• [DESCRIPTION OF THE TASK]:
Take each line from the entries that holds "trim" and copy it out.
----- RECORDS SHOWN
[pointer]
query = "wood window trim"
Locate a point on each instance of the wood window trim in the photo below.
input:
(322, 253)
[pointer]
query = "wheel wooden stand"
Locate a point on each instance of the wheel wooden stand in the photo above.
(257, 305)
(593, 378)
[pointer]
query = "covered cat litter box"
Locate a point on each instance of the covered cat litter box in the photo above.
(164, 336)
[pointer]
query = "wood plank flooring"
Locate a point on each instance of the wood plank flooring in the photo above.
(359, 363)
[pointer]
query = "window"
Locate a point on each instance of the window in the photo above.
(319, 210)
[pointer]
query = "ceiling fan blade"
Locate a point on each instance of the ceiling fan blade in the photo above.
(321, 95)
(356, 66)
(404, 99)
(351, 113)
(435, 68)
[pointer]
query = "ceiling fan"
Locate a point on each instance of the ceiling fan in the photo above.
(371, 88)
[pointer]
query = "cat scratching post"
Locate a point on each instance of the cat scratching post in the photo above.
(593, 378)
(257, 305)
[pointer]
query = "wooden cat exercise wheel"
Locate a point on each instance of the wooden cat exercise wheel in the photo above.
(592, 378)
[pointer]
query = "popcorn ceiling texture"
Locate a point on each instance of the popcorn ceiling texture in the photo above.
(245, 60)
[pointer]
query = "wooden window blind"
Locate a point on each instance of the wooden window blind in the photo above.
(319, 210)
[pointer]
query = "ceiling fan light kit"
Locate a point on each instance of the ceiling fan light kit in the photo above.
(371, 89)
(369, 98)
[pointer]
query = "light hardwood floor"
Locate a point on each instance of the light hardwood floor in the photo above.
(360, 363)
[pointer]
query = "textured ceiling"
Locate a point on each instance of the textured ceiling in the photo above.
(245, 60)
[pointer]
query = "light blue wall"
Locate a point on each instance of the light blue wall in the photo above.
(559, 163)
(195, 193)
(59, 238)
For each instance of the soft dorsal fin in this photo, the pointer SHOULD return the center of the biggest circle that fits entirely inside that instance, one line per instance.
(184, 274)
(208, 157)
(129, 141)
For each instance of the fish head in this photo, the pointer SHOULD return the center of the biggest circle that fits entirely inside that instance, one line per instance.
----------
• [REPLY]:
query = "wood window trim"
Locate a point on each instance of the wood window trim in the photo below.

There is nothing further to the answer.